** Record set follows **

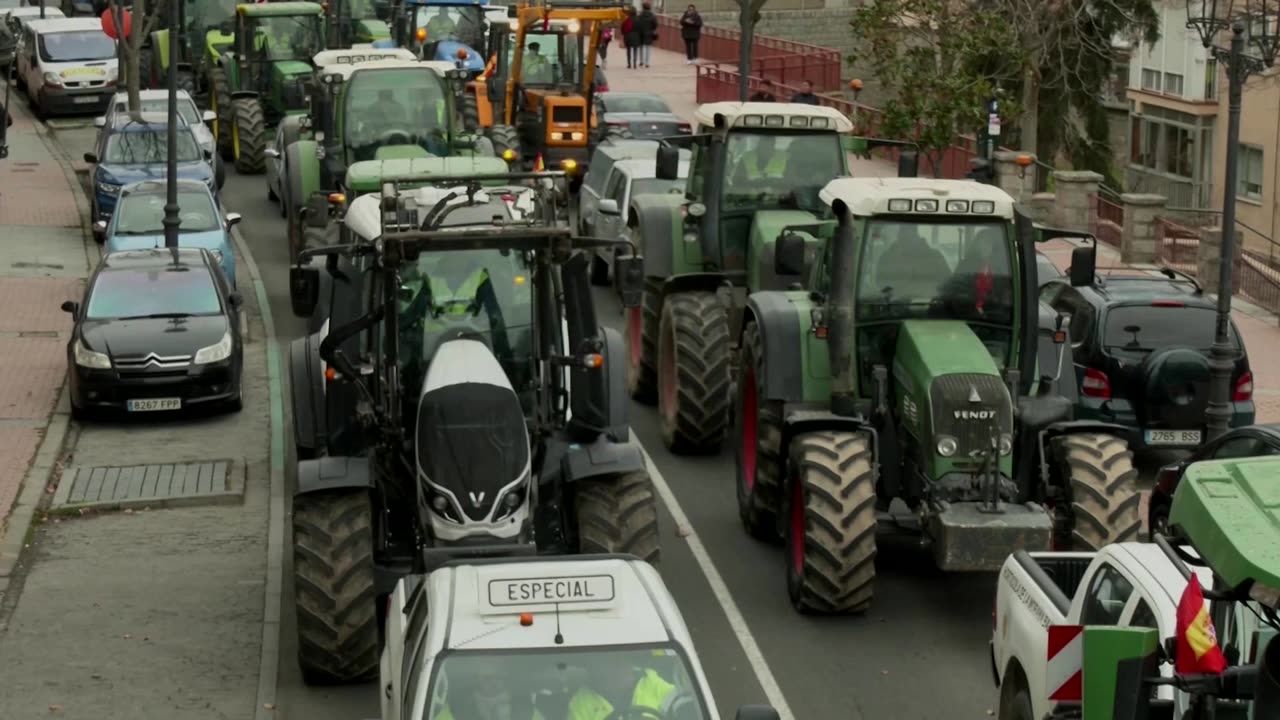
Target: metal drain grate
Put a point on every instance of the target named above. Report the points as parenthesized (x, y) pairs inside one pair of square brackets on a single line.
[(145, 484)]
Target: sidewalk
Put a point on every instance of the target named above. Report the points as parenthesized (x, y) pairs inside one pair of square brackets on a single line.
[(131, 606), (677, 83)]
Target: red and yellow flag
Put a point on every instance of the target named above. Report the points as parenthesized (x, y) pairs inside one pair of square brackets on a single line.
[(1197, 641)]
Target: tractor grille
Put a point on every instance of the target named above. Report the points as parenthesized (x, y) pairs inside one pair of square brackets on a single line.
[(958, 415)]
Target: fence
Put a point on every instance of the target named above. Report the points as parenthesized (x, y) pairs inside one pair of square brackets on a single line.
[(772, 58)]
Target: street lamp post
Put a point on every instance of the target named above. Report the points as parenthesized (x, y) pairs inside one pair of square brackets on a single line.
[(172, 219), (1210, 18)]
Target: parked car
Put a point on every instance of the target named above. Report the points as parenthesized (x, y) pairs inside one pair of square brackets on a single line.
[(643, 113), (158, 329), (1141, 351), (137, 222), (137, 150), (67, 65), (158, 101), (1252, 441)]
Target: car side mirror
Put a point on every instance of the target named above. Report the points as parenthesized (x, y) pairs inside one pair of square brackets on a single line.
[(789, 255), (1083, 265), (667, 163), (304, 290), (629, 279)]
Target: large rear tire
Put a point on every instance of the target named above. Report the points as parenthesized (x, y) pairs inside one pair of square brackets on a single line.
[(831, 523), (250, 136), (693, 372), (1101, 482), (618, 514), (759, 443), (220, 101), (333, 586)]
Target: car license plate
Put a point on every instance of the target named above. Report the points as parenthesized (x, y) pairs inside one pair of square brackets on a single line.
[(154, 404), (1173, 437)]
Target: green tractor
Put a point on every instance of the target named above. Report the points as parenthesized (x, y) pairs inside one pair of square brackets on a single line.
[(263, 77), (376, 105), (917, 367), (202, 42), (705, 249)]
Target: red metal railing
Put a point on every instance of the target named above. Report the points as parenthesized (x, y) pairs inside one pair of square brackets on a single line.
[(772, 58)]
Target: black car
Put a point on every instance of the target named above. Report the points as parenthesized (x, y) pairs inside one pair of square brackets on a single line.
[(643, 113), (1141, 351), (1252, 441), (158, 329)]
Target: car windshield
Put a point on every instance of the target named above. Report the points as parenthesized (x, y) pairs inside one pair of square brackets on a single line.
[(464, 23), (397, 106), (187, 290), (551, 58), (634, 104), (516, 684), (149, 146), (76, 46), (913, 269), (142, 213), (1147, 327), (287, 37), (780, 168)]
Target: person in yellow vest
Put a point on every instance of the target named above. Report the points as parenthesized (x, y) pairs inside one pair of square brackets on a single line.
[(618, 687)]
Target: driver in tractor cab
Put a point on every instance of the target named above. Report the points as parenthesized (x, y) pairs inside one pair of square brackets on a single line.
[(616, 686)]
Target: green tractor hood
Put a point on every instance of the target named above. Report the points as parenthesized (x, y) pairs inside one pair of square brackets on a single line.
[(949, 386), (368, 176)]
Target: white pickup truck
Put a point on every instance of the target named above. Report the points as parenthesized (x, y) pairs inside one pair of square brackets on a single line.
[(1125, 584)]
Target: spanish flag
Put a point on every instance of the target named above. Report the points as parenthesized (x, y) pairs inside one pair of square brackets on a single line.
[(1197, 641)]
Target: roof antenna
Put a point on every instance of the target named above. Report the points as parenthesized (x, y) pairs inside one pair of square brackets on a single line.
[(560, 638)]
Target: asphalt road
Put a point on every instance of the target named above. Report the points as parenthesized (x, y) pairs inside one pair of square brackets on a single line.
[(926, 628)]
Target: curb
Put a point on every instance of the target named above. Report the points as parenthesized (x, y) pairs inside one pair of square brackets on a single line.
[(18, 524), (269, 661)]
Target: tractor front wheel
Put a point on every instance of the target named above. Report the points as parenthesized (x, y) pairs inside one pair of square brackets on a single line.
[(1101, 482), (333, 587), (618, 514), (248, 136), (693, 372), (220, 101), (759, 442), (643, 345), (831, 523)]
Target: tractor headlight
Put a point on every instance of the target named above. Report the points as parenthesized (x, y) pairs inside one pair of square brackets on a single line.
[(1006, 443), (947, 446)]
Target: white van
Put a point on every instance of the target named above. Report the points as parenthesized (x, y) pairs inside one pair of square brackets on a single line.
[(68, 65)]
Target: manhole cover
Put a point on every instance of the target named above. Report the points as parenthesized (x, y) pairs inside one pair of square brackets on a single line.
[(146, 484)]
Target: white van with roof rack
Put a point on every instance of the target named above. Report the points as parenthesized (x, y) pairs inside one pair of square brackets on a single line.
[(586, 637)]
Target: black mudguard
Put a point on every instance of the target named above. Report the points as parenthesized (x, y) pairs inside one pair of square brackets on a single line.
[(306, 390), (776, 317), (333, 473)]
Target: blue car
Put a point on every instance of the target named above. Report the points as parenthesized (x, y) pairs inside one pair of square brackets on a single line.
[(137, 222), (135, 151)]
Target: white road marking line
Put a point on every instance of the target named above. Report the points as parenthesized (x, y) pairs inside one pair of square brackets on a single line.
[(759, 665)]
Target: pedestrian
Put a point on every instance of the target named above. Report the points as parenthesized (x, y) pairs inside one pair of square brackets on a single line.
[(647, 23), (603, 49), (764, 94), (631, 37), (805, 95), (691, 31)]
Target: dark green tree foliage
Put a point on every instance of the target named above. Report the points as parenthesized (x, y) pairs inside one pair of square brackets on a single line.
[(936, 59)]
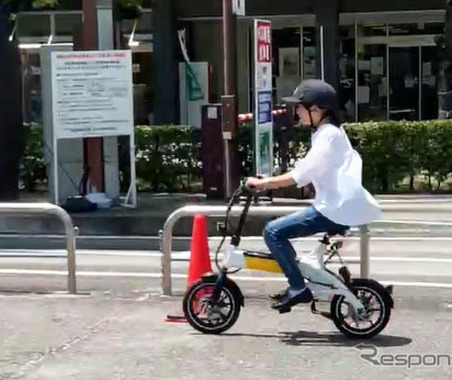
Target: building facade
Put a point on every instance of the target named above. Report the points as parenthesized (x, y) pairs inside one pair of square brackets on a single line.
[(381, 54)]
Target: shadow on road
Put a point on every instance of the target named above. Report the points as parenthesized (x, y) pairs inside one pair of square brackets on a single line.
[(309, 338)]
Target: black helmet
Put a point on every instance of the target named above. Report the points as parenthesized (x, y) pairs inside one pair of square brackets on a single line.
[(315, 92)]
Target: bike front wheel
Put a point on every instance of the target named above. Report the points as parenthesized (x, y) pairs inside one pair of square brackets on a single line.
[(208, 317)]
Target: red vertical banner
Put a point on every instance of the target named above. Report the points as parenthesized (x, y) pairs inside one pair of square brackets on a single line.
[(263, 95)]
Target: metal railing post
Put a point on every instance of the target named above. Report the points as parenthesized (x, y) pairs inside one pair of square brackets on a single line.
[(51, 209), (364, 251)]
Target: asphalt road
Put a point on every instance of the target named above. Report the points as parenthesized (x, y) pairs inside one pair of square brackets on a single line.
[(101, 337)]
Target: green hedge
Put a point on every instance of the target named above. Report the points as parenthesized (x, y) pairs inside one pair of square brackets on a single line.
[(397, 156)]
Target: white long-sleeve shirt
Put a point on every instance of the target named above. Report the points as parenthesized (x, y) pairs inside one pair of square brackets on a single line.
[(334, 168)]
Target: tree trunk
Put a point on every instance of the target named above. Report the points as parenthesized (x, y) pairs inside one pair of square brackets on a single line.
[(11, 128), (444, 43)]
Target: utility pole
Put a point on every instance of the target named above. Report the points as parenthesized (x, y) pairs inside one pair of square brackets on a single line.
[(92, 147), (229, 100)]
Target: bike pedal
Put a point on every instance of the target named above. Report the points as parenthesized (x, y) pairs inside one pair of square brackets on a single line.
[(285, 310)]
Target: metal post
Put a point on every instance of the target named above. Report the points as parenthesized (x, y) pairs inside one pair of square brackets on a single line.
[(230, 88), (229, 48), (71, 232), (322, 54), (364, 251)]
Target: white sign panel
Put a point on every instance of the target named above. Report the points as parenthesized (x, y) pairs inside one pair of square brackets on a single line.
[(238, 7), (92, 93), (263, 98)]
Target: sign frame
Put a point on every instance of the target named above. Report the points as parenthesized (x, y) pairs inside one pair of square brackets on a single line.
[(238, 7), (123, 90)]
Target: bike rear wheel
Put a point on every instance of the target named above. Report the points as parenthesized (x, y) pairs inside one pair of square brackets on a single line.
[(377, 304)]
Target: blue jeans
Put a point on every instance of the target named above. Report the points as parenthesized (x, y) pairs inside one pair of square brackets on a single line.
[(299, 224)]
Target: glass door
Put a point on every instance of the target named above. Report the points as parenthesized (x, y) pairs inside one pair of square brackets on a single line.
[(405, 90)]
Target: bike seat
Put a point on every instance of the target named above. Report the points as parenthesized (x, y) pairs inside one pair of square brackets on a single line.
[(340, 233)]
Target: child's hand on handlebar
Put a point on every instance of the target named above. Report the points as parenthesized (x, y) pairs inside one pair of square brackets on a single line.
[(255, 183)]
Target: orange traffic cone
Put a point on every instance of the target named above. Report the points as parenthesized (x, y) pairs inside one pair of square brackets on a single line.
[(199, 248), (199, 259)]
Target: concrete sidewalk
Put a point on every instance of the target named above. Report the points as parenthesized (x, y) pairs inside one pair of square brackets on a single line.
[(56, 337)]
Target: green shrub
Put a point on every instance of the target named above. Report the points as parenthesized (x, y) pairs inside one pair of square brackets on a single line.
[(395, 155)]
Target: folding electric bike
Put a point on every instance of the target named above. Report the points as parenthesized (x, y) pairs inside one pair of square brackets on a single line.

** End of Record set **

→ Task requirements
Reproduce the lines of the entries above from the one with "Target: white long-sleeve shirt" to the one with "Target: bike rear wheel", both included, exactly and without any other line.

→ Written response
Target: white long-sleeve shirt
Put a point on every instance of the target named above. Report the points as parenthesized (x, y) pairs inside one pair of square brackets on a single line.
[(334, 168)]
Target: tree trunk
Put a point on every instance of the target named above. Report the points as parenthesized (x, y) pairs inside one pair of square brackets on a single line.
[(11, 128), (444, 43)]
Target: utility pole
Put a point on every instance of the target named above. Report the points as parenthesized (x, y) pairs inside one pair of square brackets on a single line.
[(92, 147), (229, 100)]
Target: bike pedal
Put a point on every instance of the target named above. Report the points as parenthesized (x, y) pairs inside one pair of square brackets on a single line.
[(285, 310)]
Target: metal post
Put a point on every instance of the target named above. Report the points as parenthesized (x, y) pairs inside one pair of square brackets on a single line.
[(230, 88), (229, 48), (71, 232), (322, 54), (364, 251)]
Target: white sign panel
Put a point on every instance of the target named above. Report the points as parenthesized (x, y) pairs inside one pair of square brackets on a single line.
[(238, 7), (92, 93), (263, 98)]
Target: sign frame
Put a point on every instance of the target named above. Report the points as parenthesized (x, y) pairs inside one pair of square brackets on a single line.
[(238, 7), (123, 90)]
Target: bike rear wheel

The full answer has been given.